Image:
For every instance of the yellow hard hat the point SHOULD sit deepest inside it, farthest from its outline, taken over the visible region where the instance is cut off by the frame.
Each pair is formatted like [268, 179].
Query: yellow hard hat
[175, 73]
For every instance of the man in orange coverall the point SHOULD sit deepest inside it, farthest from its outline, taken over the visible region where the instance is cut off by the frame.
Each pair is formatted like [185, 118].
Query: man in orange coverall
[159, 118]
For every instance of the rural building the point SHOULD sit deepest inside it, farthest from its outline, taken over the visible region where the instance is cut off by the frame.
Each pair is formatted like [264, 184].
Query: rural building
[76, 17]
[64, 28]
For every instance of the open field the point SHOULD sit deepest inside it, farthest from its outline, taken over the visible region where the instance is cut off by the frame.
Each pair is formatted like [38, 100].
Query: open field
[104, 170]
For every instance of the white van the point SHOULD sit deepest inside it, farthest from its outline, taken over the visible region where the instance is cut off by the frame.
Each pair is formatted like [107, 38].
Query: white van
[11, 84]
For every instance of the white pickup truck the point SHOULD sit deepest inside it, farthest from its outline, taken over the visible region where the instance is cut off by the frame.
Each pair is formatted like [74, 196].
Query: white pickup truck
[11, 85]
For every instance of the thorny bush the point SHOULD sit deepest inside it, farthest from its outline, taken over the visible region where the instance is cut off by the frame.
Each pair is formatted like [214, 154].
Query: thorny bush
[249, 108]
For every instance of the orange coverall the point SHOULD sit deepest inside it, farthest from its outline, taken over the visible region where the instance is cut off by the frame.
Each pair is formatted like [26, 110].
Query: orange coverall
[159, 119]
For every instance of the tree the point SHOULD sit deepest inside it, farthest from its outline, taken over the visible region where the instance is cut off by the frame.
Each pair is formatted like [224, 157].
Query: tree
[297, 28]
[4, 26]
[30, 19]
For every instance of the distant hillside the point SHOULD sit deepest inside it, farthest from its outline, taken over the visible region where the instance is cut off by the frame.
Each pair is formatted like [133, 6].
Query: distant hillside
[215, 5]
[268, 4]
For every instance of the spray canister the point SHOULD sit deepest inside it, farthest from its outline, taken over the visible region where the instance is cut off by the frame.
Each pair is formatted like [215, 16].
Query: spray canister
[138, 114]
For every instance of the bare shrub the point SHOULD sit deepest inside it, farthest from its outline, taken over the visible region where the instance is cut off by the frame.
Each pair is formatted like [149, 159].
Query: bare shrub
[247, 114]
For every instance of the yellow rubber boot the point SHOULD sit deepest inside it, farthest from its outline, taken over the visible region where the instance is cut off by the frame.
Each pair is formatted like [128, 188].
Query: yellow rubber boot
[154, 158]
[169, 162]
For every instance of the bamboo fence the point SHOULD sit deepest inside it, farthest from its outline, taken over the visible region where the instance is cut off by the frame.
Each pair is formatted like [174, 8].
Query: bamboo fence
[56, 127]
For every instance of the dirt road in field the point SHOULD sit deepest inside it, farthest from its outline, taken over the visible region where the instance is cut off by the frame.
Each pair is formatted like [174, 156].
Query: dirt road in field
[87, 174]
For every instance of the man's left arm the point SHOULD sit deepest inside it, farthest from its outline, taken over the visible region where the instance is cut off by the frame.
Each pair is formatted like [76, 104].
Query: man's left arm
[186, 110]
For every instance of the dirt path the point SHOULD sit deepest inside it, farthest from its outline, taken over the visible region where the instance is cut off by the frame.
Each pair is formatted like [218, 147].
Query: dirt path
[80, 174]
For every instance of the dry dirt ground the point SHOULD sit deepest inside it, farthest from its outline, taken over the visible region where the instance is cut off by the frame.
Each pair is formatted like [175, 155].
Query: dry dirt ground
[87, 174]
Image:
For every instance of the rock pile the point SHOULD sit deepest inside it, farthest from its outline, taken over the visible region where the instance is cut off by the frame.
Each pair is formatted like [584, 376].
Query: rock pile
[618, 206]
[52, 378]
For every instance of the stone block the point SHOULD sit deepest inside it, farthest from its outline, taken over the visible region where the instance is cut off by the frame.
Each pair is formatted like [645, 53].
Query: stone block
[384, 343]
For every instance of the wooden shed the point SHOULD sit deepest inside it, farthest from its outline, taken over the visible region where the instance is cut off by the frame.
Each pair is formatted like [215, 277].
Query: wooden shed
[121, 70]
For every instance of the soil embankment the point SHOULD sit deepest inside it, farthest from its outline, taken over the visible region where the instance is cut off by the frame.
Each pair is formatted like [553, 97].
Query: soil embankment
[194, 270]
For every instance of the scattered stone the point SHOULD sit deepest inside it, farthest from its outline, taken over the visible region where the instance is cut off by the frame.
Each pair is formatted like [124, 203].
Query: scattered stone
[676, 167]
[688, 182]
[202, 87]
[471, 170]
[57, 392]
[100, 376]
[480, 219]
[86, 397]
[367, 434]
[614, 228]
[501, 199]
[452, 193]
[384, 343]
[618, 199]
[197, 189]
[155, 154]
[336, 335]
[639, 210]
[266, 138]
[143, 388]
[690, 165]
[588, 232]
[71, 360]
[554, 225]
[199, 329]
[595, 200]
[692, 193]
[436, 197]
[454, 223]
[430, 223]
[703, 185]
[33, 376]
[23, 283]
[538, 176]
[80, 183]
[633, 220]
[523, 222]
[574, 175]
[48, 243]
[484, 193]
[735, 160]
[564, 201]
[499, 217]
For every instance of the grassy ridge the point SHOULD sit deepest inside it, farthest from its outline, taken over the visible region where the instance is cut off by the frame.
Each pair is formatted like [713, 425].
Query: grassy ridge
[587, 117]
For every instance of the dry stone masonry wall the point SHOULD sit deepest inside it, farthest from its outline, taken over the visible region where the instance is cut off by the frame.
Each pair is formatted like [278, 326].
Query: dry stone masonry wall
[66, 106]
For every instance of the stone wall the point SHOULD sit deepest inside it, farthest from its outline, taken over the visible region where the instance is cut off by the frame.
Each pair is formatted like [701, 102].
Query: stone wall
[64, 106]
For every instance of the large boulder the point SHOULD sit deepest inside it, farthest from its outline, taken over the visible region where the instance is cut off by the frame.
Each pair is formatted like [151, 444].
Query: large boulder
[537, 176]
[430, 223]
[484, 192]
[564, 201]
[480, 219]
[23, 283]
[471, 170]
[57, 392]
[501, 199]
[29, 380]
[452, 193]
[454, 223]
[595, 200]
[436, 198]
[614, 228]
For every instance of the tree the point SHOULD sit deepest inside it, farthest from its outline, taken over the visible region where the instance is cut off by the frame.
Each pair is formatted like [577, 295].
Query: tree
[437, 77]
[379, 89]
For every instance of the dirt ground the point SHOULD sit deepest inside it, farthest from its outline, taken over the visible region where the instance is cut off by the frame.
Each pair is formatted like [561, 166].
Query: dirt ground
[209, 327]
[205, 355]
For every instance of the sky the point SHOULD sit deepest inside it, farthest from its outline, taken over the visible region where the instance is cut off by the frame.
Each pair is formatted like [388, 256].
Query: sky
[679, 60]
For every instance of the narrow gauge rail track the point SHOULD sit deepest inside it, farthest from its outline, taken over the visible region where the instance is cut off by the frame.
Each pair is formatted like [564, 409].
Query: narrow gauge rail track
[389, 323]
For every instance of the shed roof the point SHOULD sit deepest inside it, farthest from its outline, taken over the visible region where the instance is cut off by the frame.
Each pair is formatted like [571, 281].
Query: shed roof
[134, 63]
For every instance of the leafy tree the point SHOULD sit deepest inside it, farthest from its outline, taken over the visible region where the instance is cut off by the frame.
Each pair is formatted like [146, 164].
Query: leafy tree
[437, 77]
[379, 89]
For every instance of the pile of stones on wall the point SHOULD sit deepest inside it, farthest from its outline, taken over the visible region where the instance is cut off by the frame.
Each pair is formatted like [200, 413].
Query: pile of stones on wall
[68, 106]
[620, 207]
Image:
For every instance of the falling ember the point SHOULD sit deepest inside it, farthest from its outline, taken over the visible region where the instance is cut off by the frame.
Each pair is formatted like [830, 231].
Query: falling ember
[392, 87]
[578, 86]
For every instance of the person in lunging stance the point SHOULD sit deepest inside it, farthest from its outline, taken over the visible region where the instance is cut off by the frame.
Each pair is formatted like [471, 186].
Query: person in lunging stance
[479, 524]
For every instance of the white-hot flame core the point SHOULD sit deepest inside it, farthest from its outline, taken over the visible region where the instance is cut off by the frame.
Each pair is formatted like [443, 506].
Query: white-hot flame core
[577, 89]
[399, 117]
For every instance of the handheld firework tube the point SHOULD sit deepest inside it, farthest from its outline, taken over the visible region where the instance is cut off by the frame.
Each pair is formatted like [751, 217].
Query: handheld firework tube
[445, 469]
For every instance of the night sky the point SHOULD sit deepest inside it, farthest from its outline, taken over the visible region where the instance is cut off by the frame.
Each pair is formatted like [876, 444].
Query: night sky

************

**Exercise instructions**
Only the lines from the one containing "For every instance of the handheld" to the end of the records should be repeated, exactly as they appear.

**Solution below**
For every instance of the handheld firework tube the point SHOULD sit deepest inside it, farthest from its outline, taken over the visible region where the instance is cut off by the frame.
Each pair is formatted like [751, 217].
Query: handheld firework tube
[445, 469]
For every instance of the night sky the point SHOULD sit deepest inside it, farthest from its outline, taken over the visible region where the instance is cut off by the frame.
Each pair is formatted like [876, 444].
Query: night sky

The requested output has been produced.